------ Extrait de page ------

La mise en place d'une concurrence détournée, par le biais de pilotes appartenant à des groupes d'armateurs associés aurait pour effet de perturber une mutualisation tarifaire dont l'objectif est de fournir la même qualité de service à tous les navires, quelles que soient leurs dimensions et sans discrimination.
 


     La Commission a motivé son projet à la fois pour des raisons économiques et pour mettre en application d'une manière plus stricte les règles du Traité de l'union. Aucun de ces objectifs ne parait se justifier pour le cas du pilotage.
     La nécessité économique reste à prouver, les seules études commandées par la Commission en 1995 (Rapport danois R&H) et 1999 (Rapport hollandais DYNAMAR) ont conclu que la concurrence au pilotage n'était pas adaptée et qu'elle se ferait au détriment de la qualité du service. Quant à l'application Loiseau stricte des règles du traité, l'article 86(2) laisse aux États membres la faculté d'organiser un service public à leur convenance.
     Le Parlement européen, lors de la séance plénière du 14 novembre 2001, a exclu le pilotage du champ d'application de la Directive par une très forte majorité de 395 voix pour, 114 voix contre et 11 abstentions.
     La Directive proposée remet fondamentalement en cause le mode organisationnel, ainsi que la réglementation française du service du pilotage. Notre tutelle a confirmé récemment et à plusieurs reprises, ne pas vouloir revenir sur les principes conçus par le législateur, qui fonctionne à l'avantage du client sans remettre en cause les exigences de l'intérêt général.
     L'application stricte du principe de subsidiarité, devrait laisser aux États, pour des raisons évidentes de sécurité, la possibilité d'organiser le pilotage à leur convenance.

------ Données fournies ------

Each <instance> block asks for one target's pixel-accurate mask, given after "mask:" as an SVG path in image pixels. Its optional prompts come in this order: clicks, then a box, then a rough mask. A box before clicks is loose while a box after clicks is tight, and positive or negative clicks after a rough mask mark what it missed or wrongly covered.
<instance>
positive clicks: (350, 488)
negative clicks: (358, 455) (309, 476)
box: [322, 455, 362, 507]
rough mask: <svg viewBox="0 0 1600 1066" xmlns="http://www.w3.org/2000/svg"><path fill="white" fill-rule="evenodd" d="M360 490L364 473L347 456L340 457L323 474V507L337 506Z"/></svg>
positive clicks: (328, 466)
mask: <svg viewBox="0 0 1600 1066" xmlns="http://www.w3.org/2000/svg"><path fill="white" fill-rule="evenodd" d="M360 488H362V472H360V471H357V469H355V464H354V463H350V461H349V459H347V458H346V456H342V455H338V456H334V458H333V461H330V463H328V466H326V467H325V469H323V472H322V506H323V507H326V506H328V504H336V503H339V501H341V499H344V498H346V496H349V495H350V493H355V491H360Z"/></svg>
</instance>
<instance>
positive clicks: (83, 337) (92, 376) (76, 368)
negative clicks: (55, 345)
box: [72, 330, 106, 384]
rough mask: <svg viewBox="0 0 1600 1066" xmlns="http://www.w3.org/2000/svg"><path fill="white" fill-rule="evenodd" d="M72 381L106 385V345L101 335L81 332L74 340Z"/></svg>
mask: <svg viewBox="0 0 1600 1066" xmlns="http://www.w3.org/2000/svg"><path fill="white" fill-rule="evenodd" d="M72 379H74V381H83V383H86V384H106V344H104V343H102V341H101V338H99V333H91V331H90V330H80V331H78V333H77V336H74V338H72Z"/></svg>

------
------ Données fournies ------

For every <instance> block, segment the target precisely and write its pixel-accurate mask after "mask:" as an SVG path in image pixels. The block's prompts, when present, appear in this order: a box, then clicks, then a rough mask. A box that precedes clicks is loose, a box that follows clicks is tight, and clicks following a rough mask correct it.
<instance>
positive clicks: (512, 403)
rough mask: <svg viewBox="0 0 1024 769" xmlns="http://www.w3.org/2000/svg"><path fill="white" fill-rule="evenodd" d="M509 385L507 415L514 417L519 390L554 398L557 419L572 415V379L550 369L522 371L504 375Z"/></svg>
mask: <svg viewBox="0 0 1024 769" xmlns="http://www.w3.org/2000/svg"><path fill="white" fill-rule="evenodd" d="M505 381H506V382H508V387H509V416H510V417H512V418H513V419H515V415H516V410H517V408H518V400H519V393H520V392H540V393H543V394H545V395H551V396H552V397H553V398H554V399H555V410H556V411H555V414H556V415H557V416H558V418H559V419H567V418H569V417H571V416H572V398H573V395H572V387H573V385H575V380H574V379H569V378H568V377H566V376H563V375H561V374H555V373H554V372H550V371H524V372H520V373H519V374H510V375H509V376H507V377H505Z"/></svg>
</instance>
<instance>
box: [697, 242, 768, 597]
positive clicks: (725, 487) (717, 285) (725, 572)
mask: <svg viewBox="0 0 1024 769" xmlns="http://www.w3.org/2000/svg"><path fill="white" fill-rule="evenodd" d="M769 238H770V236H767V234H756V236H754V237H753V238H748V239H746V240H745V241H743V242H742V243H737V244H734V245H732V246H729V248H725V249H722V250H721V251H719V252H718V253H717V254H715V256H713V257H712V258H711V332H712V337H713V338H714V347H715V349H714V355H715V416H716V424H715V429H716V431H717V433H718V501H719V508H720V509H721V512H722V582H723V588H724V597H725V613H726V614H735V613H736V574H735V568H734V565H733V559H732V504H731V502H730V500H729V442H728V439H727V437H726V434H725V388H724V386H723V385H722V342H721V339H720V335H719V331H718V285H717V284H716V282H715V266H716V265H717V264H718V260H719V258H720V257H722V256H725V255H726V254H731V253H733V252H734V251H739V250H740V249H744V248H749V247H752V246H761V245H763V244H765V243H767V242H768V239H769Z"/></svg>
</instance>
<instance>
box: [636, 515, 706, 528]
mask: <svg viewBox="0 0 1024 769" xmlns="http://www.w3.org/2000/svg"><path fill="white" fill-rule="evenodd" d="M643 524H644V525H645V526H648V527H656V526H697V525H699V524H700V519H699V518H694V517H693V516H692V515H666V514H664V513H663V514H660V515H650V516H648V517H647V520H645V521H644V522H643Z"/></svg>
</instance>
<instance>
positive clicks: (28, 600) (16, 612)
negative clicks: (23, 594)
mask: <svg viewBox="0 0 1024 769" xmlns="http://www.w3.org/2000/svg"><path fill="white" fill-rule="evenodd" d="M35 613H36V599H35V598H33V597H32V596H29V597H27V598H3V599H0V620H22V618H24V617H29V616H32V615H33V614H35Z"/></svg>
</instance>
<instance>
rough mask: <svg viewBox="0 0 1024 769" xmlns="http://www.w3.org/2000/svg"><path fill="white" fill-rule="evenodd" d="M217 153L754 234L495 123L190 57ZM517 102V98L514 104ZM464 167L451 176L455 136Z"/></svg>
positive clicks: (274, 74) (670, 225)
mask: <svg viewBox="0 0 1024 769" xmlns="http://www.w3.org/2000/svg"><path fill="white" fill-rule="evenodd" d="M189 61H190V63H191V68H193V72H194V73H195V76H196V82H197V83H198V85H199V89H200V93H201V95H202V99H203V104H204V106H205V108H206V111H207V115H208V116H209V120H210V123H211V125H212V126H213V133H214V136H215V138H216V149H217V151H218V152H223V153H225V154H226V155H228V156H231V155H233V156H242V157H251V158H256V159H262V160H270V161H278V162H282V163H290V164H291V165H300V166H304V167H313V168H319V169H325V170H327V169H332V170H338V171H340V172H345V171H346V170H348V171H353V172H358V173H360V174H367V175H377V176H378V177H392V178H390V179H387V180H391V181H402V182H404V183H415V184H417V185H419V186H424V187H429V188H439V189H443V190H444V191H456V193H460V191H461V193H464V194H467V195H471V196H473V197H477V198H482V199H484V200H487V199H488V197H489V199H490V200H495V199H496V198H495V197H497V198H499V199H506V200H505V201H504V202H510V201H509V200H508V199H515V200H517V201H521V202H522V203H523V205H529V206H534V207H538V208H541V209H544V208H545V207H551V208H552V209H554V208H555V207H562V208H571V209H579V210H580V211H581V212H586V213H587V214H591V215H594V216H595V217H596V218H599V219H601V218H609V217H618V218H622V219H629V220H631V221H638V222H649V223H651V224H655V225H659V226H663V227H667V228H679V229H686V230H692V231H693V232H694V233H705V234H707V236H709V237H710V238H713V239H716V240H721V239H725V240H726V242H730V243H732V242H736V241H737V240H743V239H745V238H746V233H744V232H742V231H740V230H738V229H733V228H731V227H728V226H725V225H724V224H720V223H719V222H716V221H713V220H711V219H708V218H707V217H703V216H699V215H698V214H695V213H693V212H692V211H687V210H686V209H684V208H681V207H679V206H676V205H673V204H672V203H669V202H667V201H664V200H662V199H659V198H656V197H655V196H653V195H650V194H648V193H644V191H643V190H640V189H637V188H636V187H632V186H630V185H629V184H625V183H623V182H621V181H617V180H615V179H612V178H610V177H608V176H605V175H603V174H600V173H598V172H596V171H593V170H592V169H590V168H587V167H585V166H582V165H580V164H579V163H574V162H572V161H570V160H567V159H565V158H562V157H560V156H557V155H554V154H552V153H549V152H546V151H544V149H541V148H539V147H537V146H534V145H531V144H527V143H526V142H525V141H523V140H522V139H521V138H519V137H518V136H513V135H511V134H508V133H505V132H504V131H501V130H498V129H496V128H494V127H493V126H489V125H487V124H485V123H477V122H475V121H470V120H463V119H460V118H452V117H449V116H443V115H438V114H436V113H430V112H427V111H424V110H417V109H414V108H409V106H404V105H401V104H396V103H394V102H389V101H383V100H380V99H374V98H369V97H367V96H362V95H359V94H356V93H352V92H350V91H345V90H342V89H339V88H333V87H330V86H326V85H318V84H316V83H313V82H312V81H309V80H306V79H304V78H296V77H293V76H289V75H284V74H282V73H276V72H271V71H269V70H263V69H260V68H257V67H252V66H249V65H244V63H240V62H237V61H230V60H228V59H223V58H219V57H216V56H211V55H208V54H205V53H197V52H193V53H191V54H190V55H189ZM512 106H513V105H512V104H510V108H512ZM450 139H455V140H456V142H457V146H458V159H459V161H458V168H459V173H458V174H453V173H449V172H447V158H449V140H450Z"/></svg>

------

• **Série d'exercices**
1 – D'après l'extrait sur le pilotage, répondez aux questions suivantes :
(a) En quelle année la Commission a-t-elle commandé le rapport hollandais DYNAMAR ?
(b) À quelle date s'est tenue la séance plénière où le Parlement européen a exclu le pilotage du champ d'application de la Directive ?
(c) Combien de voix contre ce vote a-t-il recueillies ?
2 – Recopiez le passage de l'extrait sur le pilotage qui va de « La Commission a » à « et 11 abstentions. ».
3 – Reprenez l'extrait sur le pilotage maritime et prolongez-le au-delà de sa dernière phrase.
Les entrées forment un matériau à part, distinct de l'extrait sur le pilotage.

• **Réponses par numéro**
1 –
(a) En 1999.
(b) Le 14 novembre 2001.
(c) 114 voix.

2 –
La Commission a motivé son projet à la fois pour des raisons économiques et pour mettre en application d'une manière plus stricte les règles du Traité de l'union. Aucun de ces objectifs ne parait se justifier pour le cas du pilotage.
     La nécessité économique reste à prouver, les seules études commandées par la Commission en 1995 (Rapport danois R&H) et 1999 (Rapport hollandais DYNAMAR) ont conclu que la concurrence au pilotage n'était pas adaptée et qu'elle se ferait au détriment de la qualité du service. Quant à l'application Loiseau stricte des règles du traité, l'article 86(2) laisse aux États membres la faculté d'organiser un service public à leur convenance.
     Le Parlement européen, lors de la séance plénière du 14 novembre 2001, a exclu le pilotage du champ d'application de la Directive par une très forte majorité de 395 voix pour, 114 voix contre et 11 abstentions.

3 –
     Seul l'agrément attribué individuellement au pilote et renouvelé périodiquement par un contrôle des connaissances, principe recommandé par l'O.M.1. dans sa résolution A485(XII), permettra de conserver la pérennité du savoir local, l'autorité compétente fixant localement ses besoins en effectif.
     Le Conseil des Ministres des Transports de l'Union européenne, réuni le 18 juin 2002 au Luxembourg a semble-t-il retenu l'application du principe de subsidiarité en matière de pilotage. Le Parlement européen devrait émettre un nouvel avis lors d'une deuxième lecture conformément à la procédure de co-décision avant la fin de l'année. Nous souhaiterions bien sûr qu'il confirme sa première décision.

Et l'avis du capitaine me direz-vous ?

     Depuis des mois, les instances fédérales de pilotes, nationales et européennes se sont déplacées à Bruxelles et à Strasbourg pour faire entendre leur voix tant auprès de la Commission que du Parlement.
     Jamais une seule fois l'avis des capitaines sur ce projet de Directive ne nous a paru avoir été sollicité par nos interlocuteurs. Vous êtes pourtant semble-t-il les premiers concernés...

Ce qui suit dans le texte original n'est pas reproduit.